### TEXT SHOWN:
# # # # #
You can change default operator of QueryParser to AND. either in
schema.xml or appending &q.op=AND you your search url. I am assuming you
are not using dismax.


      

RE: steps to improve search

Posted by Ahmet Arslan <io...@yahoo.com>.
> My Query: Headline:("paying for it") on solr admin
> interface
> 
> Some results:
> ...l stop paying tax until council pays for dam...
> "Why paying extra doesn't always pay!"
> "...pay cut as M&S investor pressure pays off"
> "Can't pay or won't pay: the debt collector call"
> 
> What could be wrong here?

May be StopWordFilterFactory is eating words 'for' and 'it'?
Remove it from your fieldType definition, re-start solr + re-index.


      

RE: steps to improve search

Posted by Frederico Azeiteiro <Fr...@cision.com>.
I'm using " surrounding the text.

My Query: Headline:("paying for it") on solr admin interface

Some results:
...l stop paying tax until council pays for dam...
"Why paying extra doesn't always pay!"
"...pay cut as M&S investor pressure pays off"
"Can't pay or won't pay: the debt collector call"

What could be wrong here?
Thanks.
-----Original Message-----
From: Leonardo Menezes [mailto:leonardo.menezess@googlemail.com] 
Sent: sexta-feira, 2 de Julho de 2010 12:30
To: solr-user@lucene.apache.org
Subject: Re: steps to improve search

No, you explained alright, but then didnt understand the answer. Searching
with the " surrounding the text you are searching for, has exactly the
effect you are looking for. try it...

On Fri, Jul 2, 2010 at 1:23 PM, Frederico Azeiteiro <
Frederico.Azeiteiro@cision.com> wrote:

> I'm sorry, maybe I didn’t explain correctly.
# # # # #
### ENTRIES SUPPLIED:

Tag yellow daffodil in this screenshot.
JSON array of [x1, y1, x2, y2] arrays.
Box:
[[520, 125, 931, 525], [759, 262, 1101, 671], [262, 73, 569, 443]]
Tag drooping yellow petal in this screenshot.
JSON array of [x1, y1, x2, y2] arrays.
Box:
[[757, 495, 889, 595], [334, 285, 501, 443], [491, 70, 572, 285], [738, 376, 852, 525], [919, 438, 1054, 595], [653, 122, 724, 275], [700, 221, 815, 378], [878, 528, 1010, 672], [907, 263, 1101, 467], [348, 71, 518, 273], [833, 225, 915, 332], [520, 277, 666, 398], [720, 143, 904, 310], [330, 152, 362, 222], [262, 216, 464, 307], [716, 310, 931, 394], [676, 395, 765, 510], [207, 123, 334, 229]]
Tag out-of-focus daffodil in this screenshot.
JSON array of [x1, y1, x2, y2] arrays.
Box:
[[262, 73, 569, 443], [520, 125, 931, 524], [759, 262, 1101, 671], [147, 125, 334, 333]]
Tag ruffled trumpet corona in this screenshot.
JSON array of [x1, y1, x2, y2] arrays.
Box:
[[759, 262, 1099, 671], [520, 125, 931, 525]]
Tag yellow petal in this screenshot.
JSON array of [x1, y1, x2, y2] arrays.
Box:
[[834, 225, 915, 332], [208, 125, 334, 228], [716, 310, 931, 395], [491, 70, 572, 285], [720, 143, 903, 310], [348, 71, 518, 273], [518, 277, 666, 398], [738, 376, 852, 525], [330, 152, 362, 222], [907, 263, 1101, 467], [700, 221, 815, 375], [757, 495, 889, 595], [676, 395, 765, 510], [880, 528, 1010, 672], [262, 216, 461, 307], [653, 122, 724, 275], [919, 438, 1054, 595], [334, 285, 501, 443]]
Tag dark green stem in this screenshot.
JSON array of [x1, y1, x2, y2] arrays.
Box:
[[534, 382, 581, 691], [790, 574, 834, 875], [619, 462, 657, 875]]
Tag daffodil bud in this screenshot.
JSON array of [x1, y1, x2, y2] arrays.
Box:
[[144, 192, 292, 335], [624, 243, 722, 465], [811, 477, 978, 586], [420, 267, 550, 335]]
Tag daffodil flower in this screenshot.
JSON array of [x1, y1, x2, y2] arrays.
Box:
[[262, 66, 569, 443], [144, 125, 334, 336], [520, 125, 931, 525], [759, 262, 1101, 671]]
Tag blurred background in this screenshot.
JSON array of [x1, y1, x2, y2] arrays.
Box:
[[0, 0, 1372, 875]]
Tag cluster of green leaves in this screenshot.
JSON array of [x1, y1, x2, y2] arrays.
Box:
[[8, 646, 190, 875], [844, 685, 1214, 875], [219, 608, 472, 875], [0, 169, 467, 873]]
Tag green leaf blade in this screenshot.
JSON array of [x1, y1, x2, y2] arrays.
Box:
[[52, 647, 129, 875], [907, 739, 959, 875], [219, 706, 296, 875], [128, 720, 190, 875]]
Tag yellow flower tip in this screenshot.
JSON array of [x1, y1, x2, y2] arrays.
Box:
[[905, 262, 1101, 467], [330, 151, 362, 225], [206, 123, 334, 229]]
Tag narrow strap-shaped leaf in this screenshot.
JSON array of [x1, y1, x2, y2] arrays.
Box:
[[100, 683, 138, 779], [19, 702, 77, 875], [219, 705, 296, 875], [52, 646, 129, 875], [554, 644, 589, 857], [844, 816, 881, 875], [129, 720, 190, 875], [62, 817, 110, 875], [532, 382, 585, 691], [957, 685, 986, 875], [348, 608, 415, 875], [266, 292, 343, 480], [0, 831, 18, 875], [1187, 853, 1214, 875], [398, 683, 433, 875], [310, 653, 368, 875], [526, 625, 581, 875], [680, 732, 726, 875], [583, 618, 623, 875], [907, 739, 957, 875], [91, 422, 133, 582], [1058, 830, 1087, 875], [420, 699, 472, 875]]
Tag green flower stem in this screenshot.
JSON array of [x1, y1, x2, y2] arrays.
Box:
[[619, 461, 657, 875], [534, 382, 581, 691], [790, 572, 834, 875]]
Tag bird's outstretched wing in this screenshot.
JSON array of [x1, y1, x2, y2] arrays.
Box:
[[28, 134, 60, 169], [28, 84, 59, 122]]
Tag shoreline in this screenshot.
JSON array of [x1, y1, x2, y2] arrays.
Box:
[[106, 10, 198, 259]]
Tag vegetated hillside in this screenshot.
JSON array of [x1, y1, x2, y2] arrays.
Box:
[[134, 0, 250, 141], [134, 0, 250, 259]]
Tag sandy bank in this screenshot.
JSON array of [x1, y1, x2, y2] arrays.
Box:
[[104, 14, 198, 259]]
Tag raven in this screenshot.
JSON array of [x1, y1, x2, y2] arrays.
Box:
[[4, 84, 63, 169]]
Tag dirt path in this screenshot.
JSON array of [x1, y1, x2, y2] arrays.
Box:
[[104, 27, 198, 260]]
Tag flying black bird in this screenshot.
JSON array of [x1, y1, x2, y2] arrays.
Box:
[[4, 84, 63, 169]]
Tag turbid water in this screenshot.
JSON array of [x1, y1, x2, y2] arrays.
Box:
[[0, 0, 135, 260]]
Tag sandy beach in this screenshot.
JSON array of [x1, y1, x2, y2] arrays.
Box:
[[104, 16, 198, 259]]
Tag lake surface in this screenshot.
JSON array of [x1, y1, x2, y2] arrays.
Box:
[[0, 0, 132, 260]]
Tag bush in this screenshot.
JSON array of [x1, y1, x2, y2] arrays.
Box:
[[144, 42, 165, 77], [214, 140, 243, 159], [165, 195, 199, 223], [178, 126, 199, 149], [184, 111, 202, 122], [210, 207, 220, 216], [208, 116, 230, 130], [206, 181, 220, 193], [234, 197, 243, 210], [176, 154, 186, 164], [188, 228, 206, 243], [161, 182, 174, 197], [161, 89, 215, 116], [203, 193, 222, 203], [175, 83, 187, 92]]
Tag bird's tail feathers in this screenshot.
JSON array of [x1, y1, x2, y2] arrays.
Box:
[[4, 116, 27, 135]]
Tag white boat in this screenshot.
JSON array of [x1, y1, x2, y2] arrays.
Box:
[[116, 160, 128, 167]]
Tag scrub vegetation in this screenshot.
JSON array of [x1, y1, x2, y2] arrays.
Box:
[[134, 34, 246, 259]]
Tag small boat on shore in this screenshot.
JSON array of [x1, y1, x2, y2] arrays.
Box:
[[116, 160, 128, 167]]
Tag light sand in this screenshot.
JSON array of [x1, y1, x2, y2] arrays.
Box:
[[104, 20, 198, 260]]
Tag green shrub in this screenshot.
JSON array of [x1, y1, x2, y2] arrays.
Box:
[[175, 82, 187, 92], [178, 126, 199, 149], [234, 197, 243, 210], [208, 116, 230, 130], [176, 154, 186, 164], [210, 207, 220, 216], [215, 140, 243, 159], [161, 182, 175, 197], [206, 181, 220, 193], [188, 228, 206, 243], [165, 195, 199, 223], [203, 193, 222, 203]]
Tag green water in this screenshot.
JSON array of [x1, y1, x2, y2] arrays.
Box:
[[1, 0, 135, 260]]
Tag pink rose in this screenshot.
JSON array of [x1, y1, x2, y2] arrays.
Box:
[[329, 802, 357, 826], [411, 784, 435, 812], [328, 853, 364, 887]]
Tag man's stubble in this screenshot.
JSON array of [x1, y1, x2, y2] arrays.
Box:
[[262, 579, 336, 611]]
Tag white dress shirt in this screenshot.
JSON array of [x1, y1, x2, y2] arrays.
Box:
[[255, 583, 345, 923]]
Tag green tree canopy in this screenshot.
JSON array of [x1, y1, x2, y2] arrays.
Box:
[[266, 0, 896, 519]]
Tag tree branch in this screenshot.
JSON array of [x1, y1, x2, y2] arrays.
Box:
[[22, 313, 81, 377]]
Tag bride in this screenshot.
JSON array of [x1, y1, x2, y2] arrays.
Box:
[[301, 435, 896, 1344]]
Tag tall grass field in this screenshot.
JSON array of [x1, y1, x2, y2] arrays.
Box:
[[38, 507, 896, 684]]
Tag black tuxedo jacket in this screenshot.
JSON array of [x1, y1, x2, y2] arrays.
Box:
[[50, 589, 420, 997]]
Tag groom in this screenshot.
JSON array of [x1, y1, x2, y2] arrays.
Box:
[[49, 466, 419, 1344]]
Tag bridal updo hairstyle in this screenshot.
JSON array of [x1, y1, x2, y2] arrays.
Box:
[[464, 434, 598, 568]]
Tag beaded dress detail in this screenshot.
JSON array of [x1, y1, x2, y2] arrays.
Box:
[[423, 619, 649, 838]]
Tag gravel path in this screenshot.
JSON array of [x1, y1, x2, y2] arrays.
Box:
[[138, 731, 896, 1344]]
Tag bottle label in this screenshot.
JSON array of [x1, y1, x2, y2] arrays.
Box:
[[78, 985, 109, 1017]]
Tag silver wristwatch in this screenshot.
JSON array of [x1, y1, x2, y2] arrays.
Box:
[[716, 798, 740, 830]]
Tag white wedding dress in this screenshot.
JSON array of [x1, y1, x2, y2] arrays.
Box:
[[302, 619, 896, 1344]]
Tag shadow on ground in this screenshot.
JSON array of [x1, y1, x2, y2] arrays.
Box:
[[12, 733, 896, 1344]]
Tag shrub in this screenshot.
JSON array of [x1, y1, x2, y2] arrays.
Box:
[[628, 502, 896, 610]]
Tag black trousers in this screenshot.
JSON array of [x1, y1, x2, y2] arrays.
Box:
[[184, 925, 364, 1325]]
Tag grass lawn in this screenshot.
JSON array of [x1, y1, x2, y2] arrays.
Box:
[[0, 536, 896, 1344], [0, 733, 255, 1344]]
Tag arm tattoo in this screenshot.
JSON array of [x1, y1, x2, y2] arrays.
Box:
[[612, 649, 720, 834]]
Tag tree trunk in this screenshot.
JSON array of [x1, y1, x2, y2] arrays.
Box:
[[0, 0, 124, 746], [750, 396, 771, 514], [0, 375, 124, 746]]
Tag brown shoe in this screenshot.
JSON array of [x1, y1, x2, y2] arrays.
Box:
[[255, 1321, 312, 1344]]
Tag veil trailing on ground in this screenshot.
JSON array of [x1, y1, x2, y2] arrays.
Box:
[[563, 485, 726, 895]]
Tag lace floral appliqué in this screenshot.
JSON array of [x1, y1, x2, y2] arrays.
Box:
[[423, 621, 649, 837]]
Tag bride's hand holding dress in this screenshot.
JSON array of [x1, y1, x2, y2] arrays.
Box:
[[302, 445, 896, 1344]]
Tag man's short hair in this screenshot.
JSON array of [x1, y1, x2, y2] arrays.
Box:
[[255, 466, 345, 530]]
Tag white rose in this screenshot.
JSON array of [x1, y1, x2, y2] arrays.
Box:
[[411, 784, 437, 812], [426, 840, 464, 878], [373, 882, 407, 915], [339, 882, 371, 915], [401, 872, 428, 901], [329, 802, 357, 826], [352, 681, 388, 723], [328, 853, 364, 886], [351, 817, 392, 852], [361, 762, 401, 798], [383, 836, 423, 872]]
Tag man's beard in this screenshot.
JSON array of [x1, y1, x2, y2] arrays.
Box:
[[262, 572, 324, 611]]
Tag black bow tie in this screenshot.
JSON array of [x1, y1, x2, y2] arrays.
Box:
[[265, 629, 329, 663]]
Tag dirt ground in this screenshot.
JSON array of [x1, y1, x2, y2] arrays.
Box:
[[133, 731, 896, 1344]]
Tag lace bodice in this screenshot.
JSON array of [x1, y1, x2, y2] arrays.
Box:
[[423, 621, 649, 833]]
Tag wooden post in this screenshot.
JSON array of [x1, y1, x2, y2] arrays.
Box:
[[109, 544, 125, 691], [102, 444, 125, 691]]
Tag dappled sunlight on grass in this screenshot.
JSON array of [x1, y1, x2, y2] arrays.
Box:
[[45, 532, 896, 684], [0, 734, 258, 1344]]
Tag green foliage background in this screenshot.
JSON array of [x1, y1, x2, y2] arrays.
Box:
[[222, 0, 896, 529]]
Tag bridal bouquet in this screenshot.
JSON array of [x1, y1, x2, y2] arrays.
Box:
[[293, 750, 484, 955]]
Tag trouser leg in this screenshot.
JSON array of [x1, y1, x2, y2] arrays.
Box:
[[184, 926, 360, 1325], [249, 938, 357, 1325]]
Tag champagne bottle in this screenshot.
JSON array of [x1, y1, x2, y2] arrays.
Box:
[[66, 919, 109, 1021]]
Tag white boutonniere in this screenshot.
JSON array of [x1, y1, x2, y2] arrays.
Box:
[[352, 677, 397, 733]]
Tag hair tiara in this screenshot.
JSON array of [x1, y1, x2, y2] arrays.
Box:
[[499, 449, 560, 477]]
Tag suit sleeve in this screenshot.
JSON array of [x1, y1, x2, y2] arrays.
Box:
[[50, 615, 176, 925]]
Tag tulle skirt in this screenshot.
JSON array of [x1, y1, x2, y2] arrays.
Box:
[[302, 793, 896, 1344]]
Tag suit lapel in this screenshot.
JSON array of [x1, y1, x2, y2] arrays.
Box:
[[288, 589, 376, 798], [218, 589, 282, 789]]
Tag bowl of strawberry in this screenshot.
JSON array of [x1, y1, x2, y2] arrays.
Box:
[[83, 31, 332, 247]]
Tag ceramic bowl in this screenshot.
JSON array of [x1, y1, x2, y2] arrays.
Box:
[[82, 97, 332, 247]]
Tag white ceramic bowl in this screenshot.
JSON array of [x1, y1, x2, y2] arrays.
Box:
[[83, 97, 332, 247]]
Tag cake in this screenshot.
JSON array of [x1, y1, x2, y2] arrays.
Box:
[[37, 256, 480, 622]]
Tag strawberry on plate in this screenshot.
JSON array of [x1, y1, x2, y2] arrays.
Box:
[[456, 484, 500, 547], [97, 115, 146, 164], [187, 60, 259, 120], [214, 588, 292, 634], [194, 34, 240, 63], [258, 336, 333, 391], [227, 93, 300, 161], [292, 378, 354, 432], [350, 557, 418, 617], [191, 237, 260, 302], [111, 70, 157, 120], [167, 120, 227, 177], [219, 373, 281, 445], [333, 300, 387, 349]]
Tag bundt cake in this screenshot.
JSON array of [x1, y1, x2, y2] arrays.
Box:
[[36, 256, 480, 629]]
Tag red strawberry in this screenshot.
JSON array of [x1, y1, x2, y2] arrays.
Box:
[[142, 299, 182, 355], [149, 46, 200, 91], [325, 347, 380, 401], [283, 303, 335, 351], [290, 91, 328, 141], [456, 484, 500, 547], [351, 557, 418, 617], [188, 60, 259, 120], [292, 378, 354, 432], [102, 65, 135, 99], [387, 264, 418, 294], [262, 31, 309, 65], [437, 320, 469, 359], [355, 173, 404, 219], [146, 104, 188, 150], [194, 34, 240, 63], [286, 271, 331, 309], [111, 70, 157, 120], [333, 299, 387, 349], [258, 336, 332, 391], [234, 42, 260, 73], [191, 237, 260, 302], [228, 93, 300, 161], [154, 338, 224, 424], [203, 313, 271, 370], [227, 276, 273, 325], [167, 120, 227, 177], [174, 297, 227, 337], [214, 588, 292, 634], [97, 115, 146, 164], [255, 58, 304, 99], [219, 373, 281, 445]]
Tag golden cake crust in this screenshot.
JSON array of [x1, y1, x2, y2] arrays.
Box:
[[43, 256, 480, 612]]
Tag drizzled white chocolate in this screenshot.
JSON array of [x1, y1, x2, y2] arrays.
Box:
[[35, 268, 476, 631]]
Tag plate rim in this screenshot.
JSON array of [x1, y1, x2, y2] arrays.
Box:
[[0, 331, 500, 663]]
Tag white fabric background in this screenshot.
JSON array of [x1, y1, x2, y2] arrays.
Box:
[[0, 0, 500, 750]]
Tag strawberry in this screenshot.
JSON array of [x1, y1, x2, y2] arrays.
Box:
# # # # #
### EXERCISE SET:
1) According to the Solr search thread, what can be appended to the search URL to make AND the default operator?
2) State whether each statement agrees with the Solr search thread, answering yes or no and quoting the deciding words: (a) Ahmet Arslan suggests that StopWordFilterFactory may be removing the words "for" and "it." (b) Leonardo Menezes says Frederico Azeiteiro did not explain the problem clearly. (c) The opening post assumes that dismax is in use.

### COMPLETE ANSWERS:
1) &q.op=AND

2)
(a) Yes: "May be StopWordFilterFactory is eating words 'for' and 'it'?"
(b) No: "No, you explained alright, but then didnt understand the answer."
(c) No: "I am assuming you are not using dismax."